# START OF Information supplied
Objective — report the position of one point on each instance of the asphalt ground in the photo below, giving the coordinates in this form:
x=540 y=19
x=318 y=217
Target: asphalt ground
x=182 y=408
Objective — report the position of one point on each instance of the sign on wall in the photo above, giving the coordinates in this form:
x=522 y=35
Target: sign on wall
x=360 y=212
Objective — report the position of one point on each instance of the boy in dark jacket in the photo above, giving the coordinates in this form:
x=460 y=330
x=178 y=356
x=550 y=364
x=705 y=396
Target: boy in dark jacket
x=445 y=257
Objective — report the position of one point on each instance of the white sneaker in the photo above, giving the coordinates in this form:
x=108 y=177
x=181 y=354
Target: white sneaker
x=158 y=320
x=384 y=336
# END OF Information supplied
# START OF Information supplied
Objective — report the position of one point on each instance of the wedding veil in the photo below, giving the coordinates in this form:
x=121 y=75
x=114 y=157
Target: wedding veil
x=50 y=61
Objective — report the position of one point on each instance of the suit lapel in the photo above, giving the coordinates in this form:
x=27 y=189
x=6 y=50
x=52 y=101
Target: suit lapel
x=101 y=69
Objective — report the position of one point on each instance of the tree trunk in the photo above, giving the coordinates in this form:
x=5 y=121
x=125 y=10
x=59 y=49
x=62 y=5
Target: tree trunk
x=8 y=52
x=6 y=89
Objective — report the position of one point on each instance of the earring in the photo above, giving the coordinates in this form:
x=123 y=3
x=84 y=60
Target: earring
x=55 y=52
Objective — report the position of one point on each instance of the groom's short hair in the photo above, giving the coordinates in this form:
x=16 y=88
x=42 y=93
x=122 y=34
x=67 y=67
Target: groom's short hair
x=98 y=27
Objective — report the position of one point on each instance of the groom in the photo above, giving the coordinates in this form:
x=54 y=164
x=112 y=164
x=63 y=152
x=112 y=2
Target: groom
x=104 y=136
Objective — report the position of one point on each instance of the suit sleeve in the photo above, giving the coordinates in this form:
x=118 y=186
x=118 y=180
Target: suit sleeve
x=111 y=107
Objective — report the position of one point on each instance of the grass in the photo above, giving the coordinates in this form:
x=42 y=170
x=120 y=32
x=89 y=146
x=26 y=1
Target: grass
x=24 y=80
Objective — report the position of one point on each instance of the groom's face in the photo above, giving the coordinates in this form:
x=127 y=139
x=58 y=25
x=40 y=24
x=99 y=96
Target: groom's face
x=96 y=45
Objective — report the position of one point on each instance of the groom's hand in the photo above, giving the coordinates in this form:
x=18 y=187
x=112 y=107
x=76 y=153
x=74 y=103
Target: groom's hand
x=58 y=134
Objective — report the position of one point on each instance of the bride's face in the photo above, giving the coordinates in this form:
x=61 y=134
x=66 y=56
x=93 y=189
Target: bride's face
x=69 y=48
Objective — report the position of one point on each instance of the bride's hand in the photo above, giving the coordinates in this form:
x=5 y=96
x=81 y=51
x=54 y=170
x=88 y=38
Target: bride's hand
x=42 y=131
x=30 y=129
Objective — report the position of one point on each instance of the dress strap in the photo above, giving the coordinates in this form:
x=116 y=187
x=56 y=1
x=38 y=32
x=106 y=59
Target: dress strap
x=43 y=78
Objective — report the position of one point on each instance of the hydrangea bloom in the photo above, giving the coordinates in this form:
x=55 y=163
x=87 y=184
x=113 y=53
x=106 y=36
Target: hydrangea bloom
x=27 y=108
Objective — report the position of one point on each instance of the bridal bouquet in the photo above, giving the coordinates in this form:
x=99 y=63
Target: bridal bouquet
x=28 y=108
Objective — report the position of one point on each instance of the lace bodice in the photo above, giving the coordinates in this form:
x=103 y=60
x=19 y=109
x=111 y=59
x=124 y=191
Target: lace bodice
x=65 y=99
# END OF Information supplied
--- Required work ---
Count the lines in the listing above that contain the string "hair". Reply with the number alone.

--- Finished answer ---
2